Scale the stretch of rows from the start through the line that contains "621;265;994;622", both ends included. Reproduce every line in that stretch, keeping each request unchanged. In the answers, multiply each bounding-box coordinate by 1.9 and round it to a whole number, with halves rounded up. Give only those lines.

— Start —

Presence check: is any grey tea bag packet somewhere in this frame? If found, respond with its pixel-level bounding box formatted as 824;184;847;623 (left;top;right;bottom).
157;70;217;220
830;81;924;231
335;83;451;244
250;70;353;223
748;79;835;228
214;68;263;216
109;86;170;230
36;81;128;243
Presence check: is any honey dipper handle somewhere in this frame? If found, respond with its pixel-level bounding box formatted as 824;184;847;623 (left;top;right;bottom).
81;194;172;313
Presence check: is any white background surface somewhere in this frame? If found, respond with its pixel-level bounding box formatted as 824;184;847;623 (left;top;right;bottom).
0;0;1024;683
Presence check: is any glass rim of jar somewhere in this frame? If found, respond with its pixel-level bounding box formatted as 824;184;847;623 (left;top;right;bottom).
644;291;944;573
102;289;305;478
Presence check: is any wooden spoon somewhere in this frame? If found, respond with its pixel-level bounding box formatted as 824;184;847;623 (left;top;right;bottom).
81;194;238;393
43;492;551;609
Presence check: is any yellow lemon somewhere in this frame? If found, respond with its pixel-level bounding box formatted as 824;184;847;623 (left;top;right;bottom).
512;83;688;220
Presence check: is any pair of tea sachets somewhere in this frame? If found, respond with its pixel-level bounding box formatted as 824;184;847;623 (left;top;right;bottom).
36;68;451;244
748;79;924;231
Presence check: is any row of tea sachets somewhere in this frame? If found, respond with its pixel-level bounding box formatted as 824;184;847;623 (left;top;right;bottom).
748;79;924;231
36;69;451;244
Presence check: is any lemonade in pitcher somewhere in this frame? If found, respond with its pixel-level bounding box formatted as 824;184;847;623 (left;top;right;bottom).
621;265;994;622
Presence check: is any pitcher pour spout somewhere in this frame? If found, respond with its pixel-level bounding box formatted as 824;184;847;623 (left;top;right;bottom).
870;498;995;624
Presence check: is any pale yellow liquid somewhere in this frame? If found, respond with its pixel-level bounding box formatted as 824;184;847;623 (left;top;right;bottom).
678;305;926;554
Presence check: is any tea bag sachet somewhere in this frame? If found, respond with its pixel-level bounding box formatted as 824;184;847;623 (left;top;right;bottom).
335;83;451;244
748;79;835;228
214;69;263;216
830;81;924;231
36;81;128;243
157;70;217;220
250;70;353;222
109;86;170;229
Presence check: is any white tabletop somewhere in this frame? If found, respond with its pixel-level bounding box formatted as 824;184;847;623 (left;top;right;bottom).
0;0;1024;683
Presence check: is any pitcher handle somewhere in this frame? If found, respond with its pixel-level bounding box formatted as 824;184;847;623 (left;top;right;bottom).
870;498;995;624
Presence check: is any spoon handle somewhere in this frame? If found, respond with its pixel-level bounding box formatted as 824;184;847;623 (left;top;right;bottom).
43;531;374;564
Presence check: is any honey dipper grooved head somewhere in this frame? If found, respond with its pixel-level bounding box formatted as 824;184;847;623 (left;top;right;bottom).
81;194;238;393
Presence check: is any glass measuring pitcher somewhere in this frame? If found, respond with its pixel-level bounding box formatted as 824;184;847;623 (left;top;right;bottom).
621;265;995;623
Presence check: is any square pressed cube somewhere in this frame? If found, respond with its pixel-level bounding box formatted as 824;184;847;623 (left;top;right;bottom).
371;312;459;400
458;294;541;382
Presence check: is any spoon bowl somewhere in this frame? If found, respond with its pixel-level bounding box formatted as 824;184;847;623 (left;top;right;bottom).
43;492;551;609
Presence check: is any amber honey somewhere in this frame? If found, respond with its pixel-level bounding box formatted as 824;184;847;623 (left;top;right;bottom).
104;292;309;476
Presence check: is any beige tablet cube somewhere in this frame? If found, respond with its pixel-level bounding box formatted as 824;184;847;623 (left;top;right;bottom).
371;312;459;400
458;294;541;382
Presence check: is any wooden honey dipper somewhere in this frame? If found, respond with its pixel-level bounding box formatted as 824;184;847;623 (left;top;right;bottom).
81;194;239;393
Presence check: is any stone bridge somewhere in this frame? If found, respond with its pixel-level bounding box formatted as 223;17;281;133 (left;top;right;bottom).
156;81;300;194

— End —

● **Exercise answer**
Presence check: is any grey tea bag packet somewhere in this frame? If found, respond with its pixel-level bounding box formatted as 824;184;847;623 (left;top;right;bottom).
298;133;412;418
1577;154;1756;439
637;158;857;464
475;133;671;424
1421;150;1587;433
407;129;500;410
207;163;323;437
68;154;243;462
Presence check: is any honey dipper handle somewhere in this frame? If found, respond with its pixel-level bounding box formatted as 824;184;847;623 (left;top;right;bottom).
154;369;327;595
Presence check: is any white background surface somewhere in this frame? If found, respond with its pixel-level bounding box formatted as 824;184;847;623 (left;top;right;bottom).
0;0;1946;1298
Presence check: is any glass rim of jar somewhere in this frame? If found, respond with its pixel-level bounding box formatted as 824;184;847;623 (left;top;right;bottom).
1224;553;1794;1089
194;549;580;908
Presence check: is any wooden spoon somewhere in this frame? If found, respond with its pixel-level bounding box formatted as 824;184;847;623 (left;top;right;bottom).
154;369;452;747
82;935;1047;1157
Presence check: is any yellow lemon somewhere in this frame? If found, respond with its pixel-level bounding box formatted as 824;184;847;623 (left;top;right;bottom).
973;158;1307;418
Presence check: is any pair of tea sachets somewhere in this frame? If found, respond with its pixel-level bounding box formatted as 824;184;847;623 (left;top;right;bottom).
68;129;857;464
1421;150;1756;439
Presence check: is any row of tea sachets somewhere in this frame? If found, respond with its pixel-level bounding box formatted as 824;184;847;623 (left;top;right;bottom).
1421;150;1756;439
68;131;857;464
Presence check: is any lemonade in pitcher somewhere in this frame? If found, respond with its pixel-level bounding box formatted as 824;184;847;623 (left;top;right;bottom).
1180;504;1889;1182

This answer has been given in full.